▶ **WORK ITEM**: In your copy, reproduce each entry exactly and leave out the pictures.

▶ **DATA SHOWN**:
=== Section Start ===
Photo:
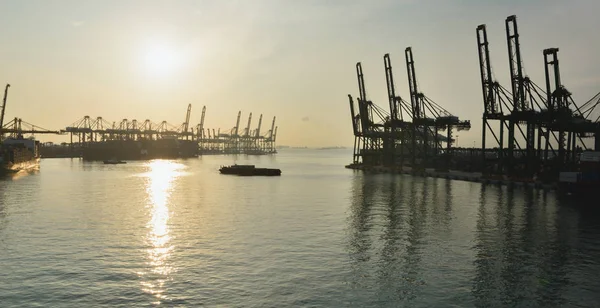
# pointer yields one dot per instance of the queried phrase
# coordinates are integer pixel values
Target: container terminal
(538, 134)
(98, 139)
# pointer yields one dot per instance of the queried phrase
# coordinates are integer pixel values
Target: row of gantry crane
(234, 140)
(532, 129)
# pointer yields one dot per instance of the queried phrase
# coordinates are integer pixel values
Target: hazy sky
(287, 58)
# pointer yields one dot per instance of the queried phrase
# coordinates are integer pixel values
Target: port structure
(88, 130)
(415, 134)
(535, 132)
(238, 141)
(17, 128)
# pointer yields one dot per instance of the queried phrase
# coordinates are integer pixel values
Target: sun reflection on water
(159, 185)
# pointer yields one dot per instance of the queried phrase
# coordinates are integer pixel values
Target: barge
(249, 170)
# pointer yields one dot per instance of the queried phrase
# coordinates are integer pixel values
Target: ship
(249, 170)
(18, 154)
(140, 149)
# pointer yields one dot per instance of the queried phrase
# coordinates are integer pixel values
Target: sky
(291, 59)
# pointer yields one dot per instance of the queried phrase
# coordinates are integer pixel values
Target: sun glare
(161, 60)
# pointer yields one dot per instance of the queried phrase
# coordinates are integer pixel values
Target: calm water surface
(178, 234)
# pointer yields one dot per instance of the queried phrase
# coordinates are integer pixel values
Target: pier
(529, 134)
(98, 139)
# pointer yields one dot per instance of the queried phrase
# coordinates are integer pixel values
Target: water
(178, 234)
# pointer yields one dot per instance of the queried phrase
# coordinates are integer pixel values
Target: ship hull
(9, 167)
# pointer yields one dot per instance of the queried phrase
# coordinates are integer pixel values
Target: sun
(161, 60)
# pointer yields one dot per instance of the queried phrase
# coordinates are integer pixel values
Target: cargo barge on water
(18, 154)
(249, 170)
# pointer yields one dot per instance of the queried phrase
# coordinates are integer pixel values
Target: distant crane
(3, 107)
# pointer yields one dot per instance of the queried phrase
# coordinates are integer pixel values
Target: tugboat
(249, 170)
(18, 154)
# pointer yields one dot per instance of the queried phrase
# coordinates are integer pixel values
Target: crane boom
(361, 82)
(201, 126)
(272, 128)
(237, 123)
(259, 125)
(389, 78)
(4, 105)
(516, 69)
(187, 119)
(487, 84)
(412, 84)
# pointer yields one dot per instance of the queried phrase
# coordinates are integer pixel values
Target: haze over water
=== Section End ===
▶ **OUTPUT OF THE TASK**:
Photo:
# pointer yields one dot per instance of the queried phrase
# coordinates are integer pixel values
Target: container terminal
(538, 134)
(98, 139)
# pointer yields one dot per instance of the queried phrase
# coordinates are integer pixel values
Target: row of gantry crane
(234, 140)
(532, 129)
# pointer yields one dot per instance of the queried phrase
# coordinates are integer pixel values
Target: hazy sky
(287, 58)
# pointer yields one dot per instance of the queried phrase
# coordinates are integer pixel values
Target: port structure
(88, 130)
(415, 134)
(535, 132)
(238, 141)
(17, 128)
# pointer yields one dot per instance of the queried phrase
# coordinates are integer pixel values
Target: sun reflection on water
(159, 185)
# pointer yields one dot per instance of the queried phrase
# coordinates are integer pixel values
Target: barge
(249, 170)
# pointer yields one dot per instance of the queried phrase
# coordinates are integer pixel values
Target: ship
(249, 170)
(18, 154)
(140, 149)
# pointer yields one dot per instance of the queried phrase
# coordinates are integer pixel values
Target: sky
(291, 59)
# pointer yields one dot per instance of the queried phrase
# coordinates are integer pixel values
Target: sun glare
(161, 60)
# pointer yields one dot per instance of the queried phrase
# coordinates are integer pixel values
Target: calm water surface
(178, 234)
# pointer yields one dot per instance of the queried phrase
# coordinates are integer pixel values
Target: pier
(529, 134)
(98, 139)
# pointer yields one dot per instance of the queried phrase
# coordinates are integer pixel values
Target: water
(178, 234)
# pointer yields one dot per instance of the queried phrase
# coordinates are integer pixel values
Target: ship hull
(9, 167)
# pointer yields one dot per instance of the queried phrase
# coordinates are integer pixel values
Target: sun
(161, 60)
# pointer yields one dot per instance of the queried phrase
# coordinates are integer pixel values
Target: cargo barge on water
(18, 154)
(249, 170)
# pointer yields one dot per instance of the queried phrase
# coordinates are integer pixel values
Target: distant crane
(3, 107)
# pointer yields one dot per instance of the queried phrase
# coordinates are integer pixel values
Target: tugboat
(249, 170)
(18, 154)
# pointer yields one dot per instance of the queried phrase
# coordinates are integer pixel values
Target: crane boom
(361, 82)
(201, 126)
(272, 128)
(237, 123)
(259, 125)
(389, 78)
(4, 105)
(516, 69)
(187, 119)
(487, 84)
(412, 84)
# pointer yields one dot per instance of the queried phrase
# coordinates are integer pixel values
Target: haze over water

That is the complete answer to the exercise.